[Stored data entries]
=== Begin Enclosure ===
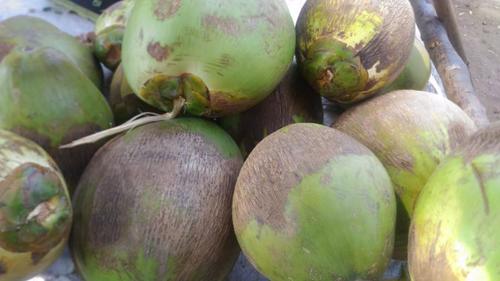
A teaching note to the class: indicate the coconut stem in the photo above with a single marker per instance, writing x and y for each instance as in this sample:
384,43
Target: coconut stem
334,70
131,124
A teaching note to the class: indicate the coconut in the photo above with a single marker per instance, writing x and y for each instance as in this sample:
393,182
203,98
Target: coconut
416,74
155,204
350,49
293,101
410,132
220,57
46,98
109,29
454,230
35,209
243,270
26,33
124,103
311,203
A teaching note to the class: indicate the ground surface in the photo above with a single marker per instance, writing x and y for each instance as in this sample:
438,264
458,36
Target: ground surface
479,22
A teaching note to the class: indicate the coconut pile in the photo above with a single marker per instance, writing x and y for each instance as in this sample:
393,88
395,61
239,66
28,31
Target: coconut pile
239,141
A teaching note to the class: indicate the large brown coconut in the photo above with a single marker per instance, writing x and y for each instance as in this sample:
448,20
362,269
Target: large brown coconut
410,132
311,204
155,204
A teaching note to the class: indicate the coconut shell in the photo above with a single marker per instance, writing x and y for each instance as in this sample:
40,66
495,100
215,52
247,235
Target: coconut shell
25,33
410,132
45,98
311,203
222,57
350,49
455,226
293,101
162,209
35,209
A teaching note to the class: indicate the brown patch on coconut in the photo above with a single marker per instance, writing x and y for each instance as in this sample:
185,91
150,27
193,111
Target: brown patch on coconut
227,25
158,52
274,160
165,9
5,49
145,193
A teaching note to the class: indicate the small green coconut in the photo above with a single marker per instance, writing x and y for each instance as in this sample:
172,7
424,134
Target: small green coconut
293,101
455,226
416,74
124,103
46,98
219,57
311,203
350,49
35,209
26,33
155,204
410,132
109,29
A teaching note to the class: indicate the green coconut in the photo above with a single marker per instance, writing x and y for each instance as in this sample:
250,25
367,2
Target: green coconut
=== End Enclosure ===
● Problem statement:
Because only the text is wanted, copy each record above precisely and omit its pictures.

● Solution to the exercise:
A teaching note to the class: indicate the coconut stem in the photo above with a single marker per instance, writing x and y for each instance as in this sample:
384,43
Target: coconut stem
334,70
131,124
A teaching note to the class: indicate the coconut in the photo above with a single marker per instance, writing x and y for each instance as in this sample:
393,182
203,98
Target: coconut
416,74
155,204
350,49
293,101
410,132
220,57
46,98
109,29
454,230
35,209
243,270
26,33
124,103
311,203
A teaching note to the class: indicate the ground surface in the photo above with a single marker per instance, writing x and y for each instance as in this sample:
438,264
458,36
Target: ground surface
479,22
A teaching note to the class: indicate the coconut pile in the photo above with a single marker per instance, writing x and y for each instance as in this sample:
393,88
395,61
239,66
28,31
Target: coconut pile
239,141
A teaching note to the class: indicate the large brown coconut in the photo above with a single marker per instance, writing x and y for each instance as in this sample:
448,20
362,269
Target: large brown coconut
410,132
311,204
155,204
A teaching note to the class: indicate the coconut shell in the photo above with a single marker per instance, writing x and y for each instance as in this sample:
40,66
495,100
215,52
247,235
Target: coconut shell
25,33
410,132
45,98
311,203
222,57
350,49
455,226
293,101
162,209
35,209
A teaching note to the class: indicate the brown patch on coconut in the photo above with a single marker per instance, writing x and y for each instance as in this sample:
185,91
150,27
193,111
Target: brown patch on coconut
227,25
158,52
274,160
165,9
5,49
145,193
A teaching note to the class: indicate the small green coconut in the photo above with a single marker per instance, writing x and y for each instance as in this sample:
172,7
424,134
Target: small green coconut
293,101
455,226
416,74
124,103
46,98
219,57
311,203
350,49
35,209
26,33
155,204
410,132
109,29
A teaching note to the class: indicate the green coconut in the photo above with a single marker per instance, writing x and y for each instance as in this sample:
250,25
367,2
Target: green coconut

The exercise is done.